▸ **ASSIGNED TASK 1**
In the passage on sourdough bread, what gluten level is the bread said to reach by the end of the long rising period?
▸ **ASSIGNED TASK 2**
Copy out the stretch of the passage on sourdough bread from "While it’s possible" through "sourdough starter culture." word for word.

▸ **PASSAGE SHOWN**
────────────────────

While it’s possible to make sourdough bread from gluten-free flours, the gluten is necessary for two purposes. 1. It’s necessary for achieving the correct dough consistency (through kneading) in order to ensure a proper rise and 2. It feeds the bacteria and yeasts in the sourdough starter culture.
That’s right…just like a kombucha SCOBY eats sugar and kefir grains eat lactose and casein, the sourdough starter eats gluten. So by the end of the long rising period, enough fermentation has occurred that the bread is virtually gluten-free (less than 12 PPM of gluten—which by the FDA’s standards is considered to be gluten-free). Now I didn’t send my bread out to a lab or anything to test the levels of gluten contained in the final loaves, but I can tell you that I’m someone who’s very sensitive to gluten—I actually have very quick negative reactions to it—and I can eat sourdough bread without having a reaction.
I’m not necessarily comfortable saying this will be the case for everyone—especially for those diagnosed with Celiac disease or a severe wheat or gluten allergy—but according to several articles I’ve read, many people with gluten intolerances or gluten-related health concerns do well with sourdough bread.
Other benefits of sourdough bread:
Other than skin conditions and wheat/gluten intolerances, there are other reasons people avoid bread such as fear of gaining weight because carbs are evil (mostly processed, refined carbs cause weight), and blood sugar control (all grains carry a glycemic load, though properly prepared whole grains contain adequate amounts of fiber and enzymes to ensure proper digestion and assimilation of nutrients). Though these reasons are mostly due to myths started by fanatical fad diets based on selling books and premade processed foods rather than actual nutrient density or nutritional benefit, sourdough does offer benefits that may ease the mind—especially sourdough made from organic, non-GMO, whole grain or sprouted wheat flour. Here are a few:
- In addition to gluten, the sourdough bacteria also eat a large amount of the starch and sugars within the grains, thus making the bread less of a carb and sugar concern. This also helps regulate blood sugar.

────────────────────

▸ **DATASET EXTRACT**

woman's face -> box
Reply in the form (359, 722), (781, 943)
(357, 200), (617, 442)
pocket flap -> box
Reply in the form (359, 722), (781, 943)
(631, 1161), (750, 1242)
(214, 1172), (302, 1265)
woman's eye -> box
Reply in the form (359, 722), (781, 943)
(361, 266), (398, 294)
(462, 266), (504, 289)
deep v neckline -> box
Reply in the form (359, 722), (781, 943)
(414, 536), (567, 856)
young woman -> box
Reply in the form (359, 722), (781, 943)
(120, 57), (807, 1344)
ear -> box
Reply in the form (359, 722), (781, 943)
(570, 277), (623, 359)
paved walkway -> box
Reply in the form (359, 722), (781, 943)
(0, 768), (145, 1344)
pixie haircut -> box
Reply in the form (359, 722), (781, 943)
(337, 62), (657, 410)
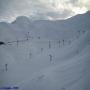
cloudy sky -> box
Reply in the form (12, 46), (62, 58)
(0, 0), (90, 22)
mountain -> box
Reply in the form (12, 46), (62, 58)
(0, 11), (90, 90)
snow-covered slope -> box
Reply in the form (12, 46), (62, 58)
(0, 12), (90, 90)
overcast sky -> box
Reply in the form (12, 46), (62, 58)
(0, 0), (90, 21)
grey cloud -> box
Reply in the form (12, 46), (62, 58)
(0, 0), (90, 21)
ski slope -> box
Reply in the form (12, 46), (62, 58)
(0, 12), (90, 90)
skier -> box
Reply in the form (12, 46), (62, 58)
(5, 64), (8, 72)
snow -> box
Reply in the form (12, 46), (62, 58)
(0, 12), (90, 90)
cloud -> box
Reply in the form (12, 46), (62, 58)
(0, 0), (90, 21)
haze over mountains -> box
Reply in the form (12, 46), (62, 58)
(0, 11), (90, 90)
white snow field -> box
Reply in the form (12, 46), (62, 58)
(0, 11), (90, 90)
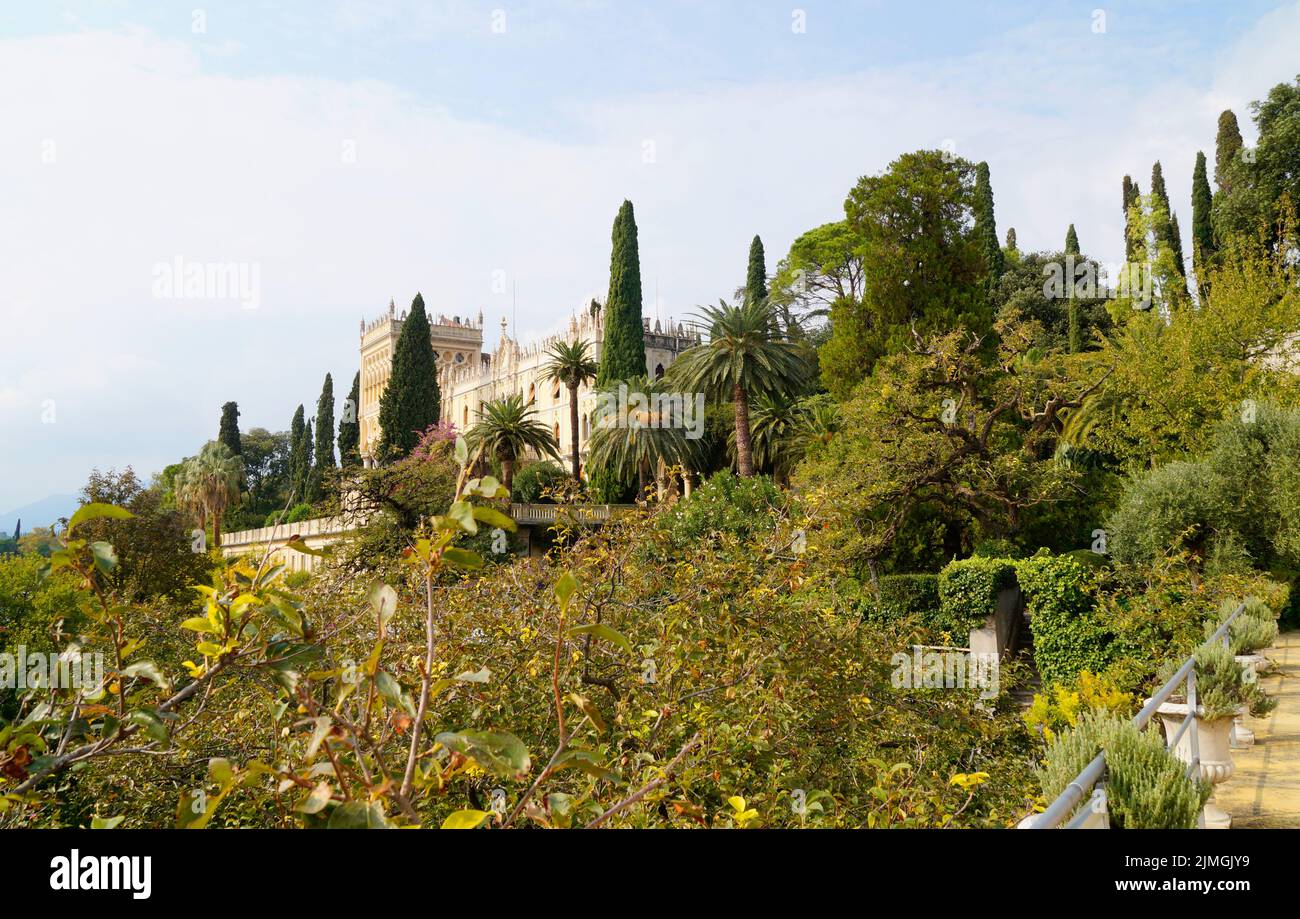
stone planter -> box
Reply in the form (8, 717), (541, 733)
(1156, 702), (1234, 829)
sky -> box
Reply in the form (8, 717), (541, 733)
(0, 0), (1300, 511)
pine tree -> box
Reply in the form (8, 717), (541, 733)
(595, 200), (646, 389)
(974, 162), (1002, 294)
(289, 406), (309, 504)
(1192, 151), (1214, 298)
(1065, 224), (1083, 354)
(338, 372), (361, 469)
(1214, 108), (1245, 194)
(745, 235), (767, 303)
(1125, 175), (1141, 264)
(380, 294), (442, 460)
(217, 402), (243, 456)
(312, 373), (337, 500)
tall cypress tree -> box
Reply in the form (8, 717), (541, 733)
(1125, 175), (1141, 264)
(745, 235), (767, 303)
(380, 294), (444, 459)
(972, 162), (1002, 294)
(312, 373), (337, 500)
(595, 200), (646, 387)
(338, 370), (361, 469)
(217, 402), (243, 456)
(289, 406), (309, 504)
(1214, 108), (1244, 194)
(1151, 160), (1187, 277)
(1192, 151), (1214, 296)
(1065, 224), (1083, 354)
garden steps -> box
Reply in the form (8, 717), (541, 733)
(1214, 632), (1300, 829)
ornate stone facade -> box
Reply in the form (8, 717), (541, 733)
(358, 302), (699, 475)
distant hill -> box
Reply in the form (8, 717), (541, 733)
(0, 495), (81, 536)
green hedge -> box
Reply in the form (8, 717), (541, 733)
(936, 558), (1015, 636)
(1015, 555), (1115, 684)
(862, 575), (939, 623)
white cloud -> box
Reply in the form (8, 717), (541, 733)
(0, 5), (1300, 510)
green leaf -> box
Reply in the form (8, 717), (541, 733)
(555, 571), (577, 610)
(442, 811), (491, 829)
(434, 731), (533, 781)
(90, 539), (117, 575)
(567, 623), (632, 653)
(325, 801), (389, 829)
(447, 500), (478, 533)
(68, 502), (135, 533)
(475, 506), (519, 533)
(122, 660), (172, 692)
(294, 781), (334, 814)
(442, 546), (484, 569)
(367, 584), (398, 628)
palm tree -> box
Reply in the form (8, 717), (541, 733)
(727, 393), (803, 484)
(176, 441), (243, 547)
(465, 393), (560, 491)
(589, 377), (694, 495)
(668, 300), (811, 476)
(542, 339), (599, 481)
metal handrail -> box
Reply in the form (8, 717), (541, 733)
(1023, 601), (1245, 829)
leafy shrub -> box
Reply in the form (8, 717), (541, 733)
(1106, 463), (1222, 564)
(936, 556), (1015, 634)
(862, 575), (939, 624)
(1039, 711), (1213, 829)
(1023, 671), (1134, 742)
(659, 472), (785, 546)
(511, 463), (572, 504)
(1015, 555), (1114, 684)
(1165, 641), (1278, 721)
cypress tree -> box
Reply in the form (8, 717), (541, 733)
(303, 420), (316, 504)
(974, 162), (1002, 294)
(745, 235), (767, 303)
(312, 373), (337, 500)
(1151, 160), (1186, 277)
(1065, 224), (1083, 354)
(338, 370), (361, 469)
(1214, 108), (1244, 194)
(1192, 151), (1214, 296)
(595, 200), (646, 387)
(289, 406), (308, 504)
(1125, 175), (1141, 264)
(217, 402), (243, 456)
(380, 294), (444, 459)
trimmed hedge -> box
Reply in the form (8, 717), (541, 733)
(935, 558), (1015, 636)
(1015, 555), (1115, 684)
(862, 575), (939, 623)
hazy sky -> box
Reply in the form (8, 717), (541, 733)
(0, 0), (1300, 511)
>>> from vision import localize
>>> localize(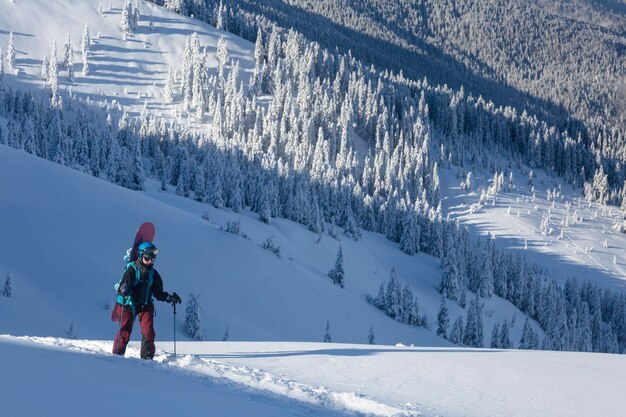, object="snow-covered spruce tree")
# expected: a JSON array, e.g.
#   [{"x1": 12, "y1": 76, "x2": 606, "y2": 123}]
[
  {"x1": 437, "y1": 297, "x2": 450, "y2": 339},
  {"x1": 324, "y1": 320, "x2": 333, "y2": 343},
  {"x1": 80, "y1": 25, "x2": 91, "y2": 76},
  {"x1": 498, "y1": 320, "x2": 513, "y2": 349},
  {"x1": 184, "y1": 294, "x2": 204, "y2": 340},
  {"x1": 489, "y1": 323, "x2": 500, "y2": 349},
  {"x1": 40, "y1": 56, "x2": 50, "y2": 81},
  {"x1": 439, "y1": 230, "x2": 463, "y2": 300},
  {"x1": 48, "y1": 41, "x2": 60, "y2": 107},
  {"x1": 120, "y1": 0, "x2": 137, "y2": 35},
  {"x1": 384, "y1": 267, "x2": 402, "y2": 319},
  {"x1": 328, "y1": 245, "x2": 345, "y2": 288},
  {"x1": 463, "y1": 296, "x2": 484, "y2": 347},
  {"x1": 400, "y1": 208, "x2": 420, "y2": 255},
  {"x1": 63, "y1": 33, "x2": 74, "y2": 84},
  {"x1": 2, "y1": 272, "x2": 13, "y2": 298},
  {"x1": 216, "y1": 37, "x2": 230, "y2": 86},
  {"x1": 519, "y1": 317, "x2": 539, "y2": 350},
  {"x1": 448, "y1": 316, "x2": 463, "y2": 345},
  {"x1": 7, "y1": 31, "x2": 15, "y2": 69},
  {"x1": 367, "y1": 326, "x2": 376, "y2": 345}
]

────────────────────

▸ **WRITTEN ANSWER 1**
Less than 12 PPM of gluten.

▸ **WRITTEN ANSWER 2**
While it’s possible to make sourdough bread from gluten-free flours, the gluten is necessary for two purposes. 1. It’s necessary for achieving the correct dough consistency (through kneading) in order to ensure a proper rise and 2. It feeds the bacteria and yeasts in the sourdough starter culture.